TASK DETAILS: Output every row below as a numbered list, leaving out any blank lines.

*** DATA FOR THE TASK ***

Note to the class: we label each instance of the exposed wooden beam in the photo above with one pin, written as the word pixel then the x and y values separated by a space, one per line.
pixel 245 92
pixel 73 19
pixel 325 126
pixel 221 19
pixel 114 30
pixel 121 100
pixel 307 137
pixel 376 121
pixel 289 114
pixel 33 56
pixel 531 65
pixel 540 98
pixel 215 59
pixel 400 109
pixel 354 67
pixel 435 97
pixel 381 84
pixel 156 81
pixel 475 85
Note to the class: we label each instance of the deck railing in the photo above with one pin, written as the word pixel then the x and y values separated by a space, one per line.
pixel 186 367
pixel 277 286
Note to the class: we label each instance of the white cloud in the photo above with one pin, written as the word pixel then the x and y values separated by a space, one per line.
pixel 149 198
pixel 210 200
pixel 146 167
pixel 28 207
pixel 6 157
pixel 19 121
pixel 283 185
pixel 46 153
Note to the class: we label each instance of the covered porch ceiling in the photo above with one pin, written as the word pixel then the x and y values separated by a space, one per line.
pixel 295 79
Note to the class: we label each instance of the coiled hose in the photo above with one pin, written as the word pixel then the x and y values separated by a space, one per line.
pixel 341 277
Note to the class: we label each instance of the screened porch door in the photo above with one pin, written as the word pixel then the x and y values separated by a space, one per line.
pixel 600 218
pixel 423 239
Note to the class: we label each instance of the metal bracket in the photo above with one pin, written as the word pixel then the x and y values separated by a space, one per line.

***

OUTPUT OF THE TASK:
1. Note to the class: we label each instance of the exposed wooden beam in the photo above with one pin, written as the word pixel then the x and y values separated by a space, one per line.
2. pixel 245 92
3. pixel 73 19
4. pixel 325 126
5. pixel 221 19
6. pixel 114 30
7. pixel 121 100
8. pixel 307 137
9. pixel 376 121
10. pixel 289 114
11. pixel 33 56
12. pixel 531 65
13. pixel 540 98
14. pixel 215 59
15. pixel 400 109
16. pixel 354 67
17. pixel 435 97
18. pixel 381 84
19. pixel 156 81
20. pixel 475 85
21. Note to the class: we label each instance of the deck railing in the photo above with one pin, written as the word pixel then the x and y values separated by a space, one per line.
22. pixel 186 367
23. pixel 277 286
24. Note to the class: we label each instance of the white cloud in the photo above with one pin, written as the word pixel then the x and y values separated by a space, one per line.
25. pixel 149 198
26. pixel 210 200
27. pixel 146 167
28. pixel 28 207
29. pixel 6 157
30. pixel 19 121
31. pixel 283 185
32. pixel 46 153
33. Note to the class: we label each instance of the covered porch ceiling in the photo above with one pin, written as the word pixel then the x and y values separated by a space, one per line.
34. pixel 295 79
35. Note to the class: we label each instance of the coiled hose in the photo above with one pin, written as the word pixel then the x and y values separated by a space, one per line.
36. pixel 341 277
37. Note to the class: we label each instance of the screened porch door in the photo above with one pin, written as the word pixel then the x and y values separated by a space, one per line.
38. pixel 600 218
39. pixel 423 239
40. Note to the class: we label each instance of the metal bracket in the photo above with one pin, written as the word pixel then the x and y values separated by a space, one per line.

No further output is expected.